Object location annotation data
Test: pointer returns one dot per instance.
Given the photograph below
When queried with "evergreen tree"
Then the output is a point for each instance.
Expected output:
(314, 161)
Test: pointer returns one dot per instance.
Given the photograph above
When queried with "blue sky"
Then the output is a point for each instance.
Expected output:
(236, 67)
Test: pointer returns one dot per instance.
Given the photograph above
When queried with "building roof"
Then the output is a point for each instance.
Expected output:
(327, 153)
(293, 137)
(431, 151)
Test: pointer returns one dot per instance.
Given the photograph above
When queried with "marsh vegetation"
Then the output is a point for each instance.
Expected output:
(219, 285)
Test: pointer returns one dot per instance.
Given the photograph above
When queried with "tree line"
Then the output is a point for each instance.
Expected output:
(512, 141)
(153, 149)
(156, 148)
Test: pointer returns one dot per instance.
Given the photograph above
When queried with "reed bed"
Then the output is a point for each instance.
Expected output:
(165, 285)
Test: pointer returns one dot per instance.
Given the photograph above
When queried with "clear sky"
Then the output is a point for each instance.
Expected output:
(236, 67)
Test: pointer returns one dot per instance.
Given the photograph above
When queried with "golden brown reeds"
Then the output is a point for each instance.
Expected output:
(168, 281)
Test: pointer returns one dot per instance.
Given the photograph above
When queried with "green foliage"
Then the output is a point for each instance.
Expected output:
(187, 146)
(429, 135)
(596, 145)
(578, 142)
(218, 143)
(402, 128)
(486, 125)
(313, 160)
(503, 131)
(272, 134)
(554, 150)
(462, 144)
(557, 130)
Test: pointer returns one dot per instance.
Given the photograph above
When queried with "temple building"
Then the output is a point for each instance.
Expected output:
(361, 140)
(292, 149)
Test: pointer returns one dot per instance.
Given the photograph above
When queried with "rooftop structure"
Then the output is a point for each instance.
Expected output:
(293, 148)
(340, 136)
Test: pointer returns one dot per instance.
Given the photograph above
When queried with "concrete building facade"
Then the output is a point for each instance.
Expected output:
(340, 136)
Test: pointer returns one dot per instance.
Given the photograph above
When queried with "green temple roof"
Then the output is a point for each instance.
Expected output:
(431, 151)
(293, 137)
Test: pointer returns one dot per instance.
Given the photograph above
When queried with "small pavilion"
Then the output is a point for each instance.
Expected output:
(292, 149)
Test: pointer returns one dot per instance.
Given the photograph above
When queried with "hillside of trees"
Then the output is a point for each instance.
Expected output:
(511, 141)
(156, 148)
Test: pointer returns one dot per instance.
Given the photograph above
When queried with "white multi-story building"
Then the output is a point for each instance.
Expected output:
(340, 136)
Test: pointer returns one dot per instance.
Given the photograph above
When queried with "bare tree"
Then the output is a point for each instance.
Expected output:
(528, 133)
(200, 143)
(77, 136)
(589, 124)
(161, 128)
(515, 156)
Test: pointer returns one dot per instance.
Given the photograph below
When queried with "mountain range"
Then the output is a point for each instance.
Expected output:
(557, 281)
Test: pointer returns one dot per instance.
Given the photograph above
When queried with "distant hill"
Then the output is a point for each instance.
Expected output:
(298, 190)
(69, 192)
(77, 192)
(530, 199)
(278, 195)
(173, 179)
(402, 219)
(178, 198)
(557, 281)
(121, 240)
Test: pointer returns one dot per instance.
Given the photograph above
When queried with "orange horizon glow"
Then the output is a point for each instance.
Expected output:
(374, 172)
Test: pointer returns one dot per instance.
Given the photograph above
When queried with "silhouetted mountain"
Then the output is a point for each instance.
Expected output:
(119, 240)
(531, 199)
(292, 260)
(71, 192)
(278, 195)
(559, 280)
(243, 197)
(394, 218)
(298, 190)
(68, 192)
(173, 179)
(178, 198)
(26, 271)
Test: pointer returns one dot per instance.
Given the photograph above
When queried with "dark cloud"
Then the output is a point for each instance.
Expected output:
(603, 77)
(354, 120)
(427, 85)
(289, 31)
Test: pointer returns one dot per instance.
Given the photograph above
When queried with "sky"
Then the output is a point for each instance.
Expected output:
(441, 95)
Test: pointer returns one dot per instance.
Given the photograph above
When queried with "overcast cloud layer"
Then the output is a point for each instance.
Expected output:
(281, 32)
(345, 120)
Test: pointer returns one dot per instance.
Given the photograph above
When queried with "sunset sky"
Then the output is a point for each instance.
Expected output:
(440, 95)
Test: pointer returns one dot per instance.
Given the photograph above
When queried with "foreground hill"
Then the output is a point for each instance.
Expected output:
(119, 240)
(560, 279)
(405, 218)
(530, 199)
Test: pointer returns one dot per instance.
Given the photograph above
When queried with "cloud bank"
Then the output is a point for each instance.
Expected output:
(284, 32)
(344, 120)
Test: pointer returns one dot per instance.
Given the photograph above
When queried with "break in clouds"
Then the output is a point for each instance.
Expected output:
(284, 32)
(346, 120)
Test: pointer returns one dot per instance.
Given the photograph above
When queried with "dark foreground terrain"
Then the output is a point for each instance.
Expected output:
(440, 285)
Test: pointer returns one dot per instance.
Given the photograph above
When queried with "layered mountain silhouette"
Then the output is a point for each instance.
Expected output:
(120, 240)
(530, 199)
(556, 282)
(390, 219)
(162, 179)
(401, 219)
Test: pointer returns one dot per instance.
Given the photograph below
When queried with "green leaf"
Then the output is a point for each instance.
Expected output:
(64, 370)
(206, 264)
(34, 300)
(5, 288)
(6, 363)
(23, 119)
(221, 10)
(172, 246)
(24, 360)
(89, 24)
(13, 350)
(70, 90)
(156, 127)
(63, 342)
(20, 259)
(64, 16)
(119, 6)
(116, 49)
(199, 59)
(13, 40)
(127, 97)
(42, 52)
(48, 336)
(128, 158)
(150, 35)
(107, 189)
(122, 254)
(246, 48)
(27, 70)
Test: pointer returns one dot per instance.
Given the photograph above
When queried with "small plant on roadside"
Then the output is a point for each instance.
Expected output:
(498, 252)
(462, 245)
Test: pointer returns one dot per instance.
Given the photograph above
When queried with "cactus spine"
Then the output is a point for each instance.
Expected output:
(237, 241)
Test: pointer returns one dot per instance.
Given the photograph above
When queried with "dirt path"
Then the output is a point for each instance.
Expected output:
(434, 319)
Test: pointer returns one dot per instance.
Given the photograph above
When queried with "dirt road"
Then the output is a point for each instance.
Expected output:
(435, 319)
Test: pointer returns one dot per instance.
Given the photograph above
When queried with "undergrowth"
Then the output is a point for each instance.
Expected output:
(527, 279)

Problem to work on>
Repeat the data above exactly.

Solution to the exercise>
Test: pointer returns one dot per instance.
Given the photograph below
When queried with "evergreen tree"
Then the output is a point for each instance.
Expected output:
(314, 161)
Test: pointer returns one dot per instance.
Given the photograph above
When queried with "blue sky"
Then the output is a point for each instance.
Expected output:
(236, 67)
Test: pointer returns one dot per instance.
Given the photograph above
When queried with "building roof"
Then the output is a point for each instance.
Expected output:
(327, 153)
(293, 137)
(431, 151)
Test: pointer returns one dot per instance.
Given the photograph above
When queried with "marsh vegetation"
Then the output is a point for each instance.
Expected output:
(219, 285)
Test: pointer returns one dot per instance.
Given the photograph above
When queried with "tree line"
Then the output is a point for each instance.
Expected output:
(512, 141)
(153, 149)
(156, 148)
Test: pointer returns one dot per instance.
Given the photograph above
When queried with "reed bed"
Then the output is a point for each instance.
Expected output:
(165, 285)
Test: pointer returns one dot per instance.
Given the photograph above
When queried with "clear sky"
Then the output is a point for each instance.
Expected output:
(236, 67)
Test: pointer returns one dot per instance.
Given the photograph above
When queried with "golden brown reeds"
Then the output is a point for each instance.
Expected output:
(168, 281)
Test: pointer returns one dot per instance.
Given the photograph above
When queried with "green foliage"
Then the output is a point for each instance.
Expected output:
(187, 146)
(429, 135)
(596, 145)
(578, 142)
(218, 143)
(402, 128)
(486, 125)
(313, 160)
(503, 131)
(272, 134)
(554, 150)
(462, 144)
(557, 130)
Test: pointer returns one dot per instance.
Given the photograph above
When queried with "temple building"
Then the output is a point for each instance.
Expected output:
(361, 140)
(292, 149)
Test: pointer returns one dot per instance.
Given the photograph above
When queried with "rooftop structure"
Then the output is a point for each instance.
Expected output:
(293, 148)
(340, 136)
Test: pointer returns one dot per instance.
Given the photograph above
When queried with "concrete building facade"
Then the output is a point for each instance.
Expected output:
(340, 136)
Test: pointer returns one dot per instance.
Given the photograph above
When queried with "green temple roof"
Then the output is a point for each instance.
Expected output:
(431, 151)
(293, 137)
Test: pointer returns one dot per instance.
Given the photograph above
When queried with "small pavilion"
Then the output is a point for each instance.
Expected output:
(292, 149)
Test: pointer returns one dot per instance.
Given the photograph above
When queried with "hillside of trees"
Then the output is a point for each instance.
Expected output:
(511, 141)
(156, 148)
Test: pointer returns one dot per instance.
Given the photograph above
When queried with "white multi-story building"
Then the output is a point for each instance.
Expected output:
(340, 136)
Test: pointer returns one dot per instance.
Given the photograph above
When queried with "bare tree"
Then the output is a point for each instance.
Expected output:
(528, 133)
(200, 143)
(77, 136)
(589, 124)
(161, 128)
(515, 156)
Test: pointer returns one dot per instance.
Given the photograph below
When queried with "mountain range"
Then the output is a point for each instance.
Expected output:
(557, 281)
Test: pointer returns one dot per instance.
Given the photograph above
When queried with "distant hill"
Then the output is a point for each instance.
Expected output:
(298, 190)
(69, 192)
(77, 192)
(530, 199)
(278, 195)
(173, 179)
(402, 219)
(178, 198)
(557, 281)
(121, 240)
Test: pointer returns one dot per instance.
Given the photograph above
When queried with "orange horizon glow"
Then the output is a point for each instance.
Expected output:
(374, 172)
Test: pointer returns one dot per instance.
Given the photograph above
When queried with "silhouetted mountain"
Then the output is a point for each instance.
Expected output:
(119, 240)
(531, 199)
(292, 260)
(71, 192)
(278, 195)
(559, 280)
(243, 197)
(394, 218)
(298, 190)
(68, 192)
(173, 179)
(178, 198)
(26, 271)
Test: pointer returns one dot per instance.
Given the photograph above
When queried with "dark cloud"
Then the output is a point for each instance.
Expected output:
(603, 77)
(354, 120)
(427, 85)
(289, 31)
Test: pointer returns one dot per instance.
Given the photograph above
When queried with "sky"
Then the output is a point for each instance.
Expected output:
(441, 95)
Test: pointer returns one dot per instance.
Given the photograph above
When queried with "overcast cloud layer"
Then the output is a point for each instance.
Expected output:
(281, 32)
(345, 120)
Test: pointer returns one dot per instance.
Given the photograph above
When queried with "sunset sky"
Then the output is a point for each instance.
Expected output:
(440, 95)
Test: pointer returns one dot per instance.
Given the photograph above
When queried with "foreground hill"
Then the output is a point for each instance.
Expected output:
(119, 240)
(560, 279)
(405, 218)
(530, 199)
Test: pointer returns one dot per instance.
Given the photograph above
When queried with "cloud bank"
Then the output is a point for each instance.
Expected output:
(284, 32)
(344, 120)
Test: pointer returns one dot per instance.
Given the photograph above
When queried with "break in clouds"
Then the output is a point for each instance.
Expected output:
(284, 32)
(346, 120)
Test: pointer returns one dot per instance.
Given the photograph above
When queried with "dark foreground terrain"
Then the output is a point for each instance.
Expected output:
(440, 285)
Test: pointer returns one dot per instance.
Given the photograph above
When queried with "layered mountain silhouette"
Then the output is a point for each instance.
Expected output:
(120, 240)
(530, 199)
(556, 282)
(390, 219)
(162, 179)
(401, 219)
Test: pointer returns one dot per instance.
Given the photograph below
When queried with "green leaf"
Then the output is a point for each instance.
Expected output:
(64, 370)
(206, 264)
(34, 300)
(5, 288)
(6, 363)
(23, 119)
(221, 10)
(172, 246)
(24, 360)
(89, 24)
(13, 350)
(70, 90)
(156, 127)
(63, 342)
(20, 259)
(64, 16)
(119, 6)
(116, 49)
(199, 59)
(13, 40)
(127, 97)
(42, 52)
(48, 336)
(128, 158)
(150, 35)
(107, 189)
(122, 254)
(246, 48)
(27, 70)
Test: pointer returns one dot per instance.
Given the photograph above
When queried with "small plant on roadside"
Then the output is a point for each instance.
Expected output:
(498, 252)
(462, 245)
Test: pointer returns one dot per instance.
Given the photograph above
When queried with "cactus spine"
Then the output is a point for each instance.
Expected output:
(237, 241)
Test: pointer returns one dot per instance.
Given the photograph above
When queried with "dirt path"
Then the output is a point for each instance.
Expected output:
(434, 319)
Test: pointer returns one dot per instance.
Given the photograph above
When queried with "dirt road"
Then the output is a point for each instance.
Expected output:
(435, 319)
Test: pointer returns one dot per instance.
Given the photograph above
When queried with "undergrowth"
Then the output is a point for each instance.
Expected output:
(527, 279)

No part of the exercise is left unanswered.